_Exercise requirements:_ Please write out the material below exactly as given.

(Location annotation dataset excerpts)
++++++++
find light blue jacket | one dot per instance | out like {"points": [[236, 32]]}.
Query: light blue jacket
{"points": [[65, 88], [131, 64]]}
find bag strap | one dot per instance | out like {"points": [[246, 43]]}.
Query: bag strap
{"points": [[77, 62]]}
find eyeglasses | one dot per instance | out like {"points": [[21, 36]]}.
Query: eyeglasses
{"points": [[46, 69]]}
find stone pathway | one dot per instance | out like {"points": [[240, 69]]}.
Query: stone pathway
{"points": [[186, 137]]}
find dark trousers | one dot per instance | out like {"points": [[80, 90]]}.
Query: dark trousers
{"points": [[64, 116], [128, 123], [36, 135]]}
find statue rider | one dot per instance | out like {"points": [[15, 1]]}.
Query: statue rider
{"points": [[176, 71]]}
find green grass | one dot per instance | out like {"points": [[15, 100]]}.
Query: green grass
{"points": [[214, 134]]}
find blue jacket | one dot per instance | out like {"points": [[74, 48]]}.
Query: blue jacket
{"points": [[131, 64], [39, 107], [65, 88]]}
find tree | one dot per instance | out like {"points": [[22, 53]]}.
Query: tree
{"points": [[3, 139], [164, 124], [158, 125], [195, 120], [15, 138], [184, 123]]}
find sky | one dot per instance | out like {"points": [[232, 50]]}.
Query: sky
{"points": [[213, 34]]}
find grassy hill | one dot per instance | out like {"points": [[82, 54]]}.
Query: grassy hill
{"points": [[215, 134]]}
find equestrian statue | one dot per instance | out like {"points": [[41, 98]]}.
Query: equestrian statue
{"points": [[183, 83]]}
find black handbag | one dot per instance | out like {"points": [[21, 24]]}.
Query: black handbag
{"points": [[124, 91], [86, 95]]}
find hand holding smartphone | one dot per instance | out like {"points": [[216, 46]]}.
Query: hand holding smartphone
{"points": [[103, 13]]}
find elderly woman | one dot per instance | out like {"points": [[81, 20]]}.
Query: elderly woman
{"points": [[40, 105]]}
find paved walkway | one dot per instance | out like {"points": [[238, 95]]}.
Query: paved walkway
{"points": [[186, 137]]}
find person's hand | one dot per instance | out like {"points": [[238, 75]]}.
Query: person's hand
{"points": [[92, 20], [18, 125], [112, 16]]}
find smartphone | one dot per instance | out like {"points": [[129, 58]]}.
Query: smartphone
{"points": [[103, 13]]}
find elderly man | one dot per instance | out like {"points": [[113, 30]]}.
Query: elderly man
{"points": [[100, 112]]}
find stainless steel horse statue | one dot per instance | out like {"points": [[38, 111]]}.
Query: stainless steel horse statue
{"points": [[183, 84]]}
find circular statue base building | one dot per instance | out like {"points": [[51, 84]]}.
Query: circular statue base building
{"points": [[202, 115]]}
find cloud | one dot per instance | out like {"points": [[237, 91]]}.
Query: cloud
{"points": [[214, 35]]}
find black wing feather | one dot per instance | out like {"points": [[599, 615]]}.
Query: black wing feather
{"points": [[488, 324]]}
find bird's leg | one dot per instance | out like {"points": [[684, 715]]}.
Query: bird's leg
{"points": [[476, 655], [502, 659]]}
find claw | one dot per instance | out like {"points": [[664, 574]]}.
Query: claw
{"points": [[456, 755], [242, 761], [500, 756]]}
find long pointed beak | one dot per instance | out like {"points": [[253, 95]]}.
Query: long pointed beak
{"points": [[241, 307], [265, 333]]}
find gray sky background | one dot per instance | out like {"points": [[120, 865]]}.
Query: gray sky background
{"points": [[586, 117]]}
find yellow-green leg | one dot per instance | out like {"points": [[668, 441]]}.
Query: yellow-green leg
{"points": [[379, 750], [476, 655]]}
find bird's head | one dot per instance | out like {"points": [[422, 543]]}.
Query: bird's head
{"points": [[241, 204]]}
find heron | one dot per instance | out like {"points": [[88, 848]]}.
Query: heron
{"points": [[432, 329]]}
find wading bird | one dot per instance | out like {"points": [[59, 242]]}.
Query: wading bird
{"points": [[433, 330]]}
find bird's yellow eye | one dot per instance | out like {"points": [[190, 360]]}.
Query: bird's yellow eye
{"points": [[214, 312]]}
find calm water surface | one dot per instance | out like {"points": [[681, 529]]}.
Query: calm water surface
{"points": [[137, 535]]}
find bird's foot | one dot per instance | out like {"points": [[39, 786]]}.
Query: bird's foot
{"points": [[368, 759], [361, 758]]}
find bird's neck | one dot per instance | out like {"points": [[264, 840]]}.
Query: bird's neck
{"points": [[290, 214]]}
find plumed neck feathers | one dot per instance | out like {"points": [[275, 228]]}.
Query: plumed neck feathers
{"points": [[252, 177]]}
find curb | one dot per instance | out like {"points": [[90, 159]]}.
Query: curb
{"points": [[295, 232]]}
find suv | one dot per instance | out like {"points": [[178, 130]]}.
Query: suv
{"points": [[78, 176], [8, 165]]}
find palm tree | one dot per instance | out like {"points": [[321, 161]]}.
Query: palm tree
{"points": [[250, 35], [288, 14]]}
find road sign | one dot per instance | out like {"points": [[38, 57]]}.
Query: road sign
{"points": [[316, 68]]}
++++++++
_Expected output:_
find light blue jacket | one dot per instance | out like {"points": [[236, 32]]}.
Query: light blue jacket
{"points": [[65, 88], [131, 64]]}
find bag strap | one dot per instance | out like {"points": [[246, 43]]}.
Query: bag strap
{"points": [[77, 62]]}
find eyeglasses | one dot per instance | out like {"points": [[21, 36]]}.
Query: eyeglasses
{"points": [[46, 69]]}
find stone pathway | one dot per instance | out like {"points": [[240, 69]]}.
Query: stone pathway
{"points": [[186, 137]]}
find dark trousers | one dot per instance | out like {"points": [[80, 90]]}.
Query: dark trousers
{"points": [[64, 116], [128, 123], [36, 135]]}
find statue rider | one dot per instance | out like {"points": [[15, 1]]}.
Query: statue rider
{"points": [[176, 71]]}
find green grass | one dot per instance | out like {"points": [[15, 100]]}.
Query: green grass
{"points": [[214, 134]]}
find blue jacket | one dot per instance | out like {"points": [[74, 48]]}.
Query: blue jacket
{"points": [[131, 64], [39, 107], [65, 88]]}
find tree | one dot per instance | out like {"points": [[22, 53]]}.
Query: tree
{"points": [[3, 139], [164, 124], [158, 125], [195, 120], [15, 138], [184, 123]]}
find sky | one dot per instance | out like {"points": [[232, 50]]}.
Query: sky
{"points": [[213, 34]]}
find grassy hill | one dot per instance | out like {"points": [[82, 54]]}.
Query: grassy hill
{"points": [[215, 134]]}
find equestrian statue | one dot per instance | out like {"points": [[41, 98]]}.
Query: equestrian statue
{"points": [[183, 83]]}
find black handbag | one dot per instance | out like {"points": [[21, 24]]}.
Query: black handbag
{"points": [[124, 91], [86, 95]]}
find hand holding smartphone | one dot per instance | out like {"points": [[216, 46]]}.
Query: hand holding smartphone
{"points": [[103, 13]]}
find elderly woman | one dot per instance | out like {"points": [[81, 20]]}.
Query: elderly woman
{"points": [[40, 105]]}
find paved walkway | one dot per instance | out like {"points": [[238, 95]]}.
Query: paved walkway
{"points": [[186, 137]]}
find person's hand | one dot per instance | out like {"points": [[238, 75]]}.
Query: person's hand
{"points": [[92, 20], [18, 125], [112, 16]]}
find smartphone | one dot per instance | out like {"points": [[129, 58]]}.
Query: smartphone
{"points": [[103, 13]]}
find elderly man | one dot per instance | out like {"points": [[113, 30]]}.
Query: elderly man
{"points": [[100, 112]]}
find stainless steel horse statue | one dot per instance | out like {"points": [[38, 111]]}.
Query: stainless steel horse statue
{"points": [[183, 84]]}
find circular statue base building | one dot per instance | out like {"points": [[51, 84]]}.
Query: circular statue base building
{"points": [[202, 115]]}
find cloud | one dot per instance | out like {"points": [[237, 91]]}.
Query: cloud
{"points": [[214, 35]]}
find black wing feather | one dot per instance | out like {"points": [[599, 615]]}.
Query: black wing feather
{"points": [[488, 324]]}
find bird's leg | one dot per instance | out like {"points": [[684, 715]]}.
Query: bird's leg
{"points": [[476, 655], [502, 659]]}
find claw | one dot per instance | out like {"points": [[664, 574]]}.
Query: claw
{"points": [[456, 755], [242, 761], [500, 756]]}
find long pointed beak | one dot per instance | out like {"points": [[253, 95]]}.
Query: long pointed beak
{"points": [[241, 307], [265, 333]]}
find gray sky background | one dot per instance | out like {"points": [[120, 865]]}.
Query: gray sky background
{"points": [[586, 117]]}
find yellow-green leg | one dot per instance | out like {"points": [[668, 441]]}.
Query: yellow-green leg
{"points": [[379, 750], [476, 655]]}
find bird's head | one dot per instance | out like {"points": [[422, 543]]}.
Query: bird's head
{"points": [[241, 204]]}
find heron | one dot per instance | out like {"points": [[88, 848]]}.
Query: heron
{"points": [[432, 329]]}
find wading bird | one dot per instance | out like {"points": [[59, 242]]}.
Query: wading bird
{"points": [[433, 330]]}
find bird's yellow eye | one dot per instance | out like {"points": [[190, 360]]}.
Query: bird's yellow eye
{"points": [[214, 312]]}
find calm water surface | one dot per instance | out like {"points": [[681, 529]]}.
Query: calm water surface
{"points": [[137, 535]]}
find bird's foot | one dot per instance | out like {"points": [[39, 786]]}.
Query: bird's foot
{"points": [[368, 759], [361, 758]]}
find bird's neck | one dot per instance | out like {"points": [[264, 840]]}.
Query: bird's neck
{"points": [[290, 214]]}
find plumed neck feathers | one dot per instance | out like {"points": [[275, 228]]}.
Query: plumed neck feathers
{"points": [[252, 177]]}
find curb | one dot per instance | out like {"points": [[90, 159]]}.
Query: curb
{"points": [[295, 232]]}
find suv | one dot per instance | out like {"points": [[178, 130]]}.
Query: suv
{"points": [[78, 176], [8, 165]]}
find palm tree | one dot per instance | out like {"points": [[321, 161]]}.
Query: palm tree
{"points": [[250, 35], [288, 14]]}
find road sign | one dot per instance | out like {"points": [[38, 57]]}.
Query: road sign
{"points": [[316, 68]]}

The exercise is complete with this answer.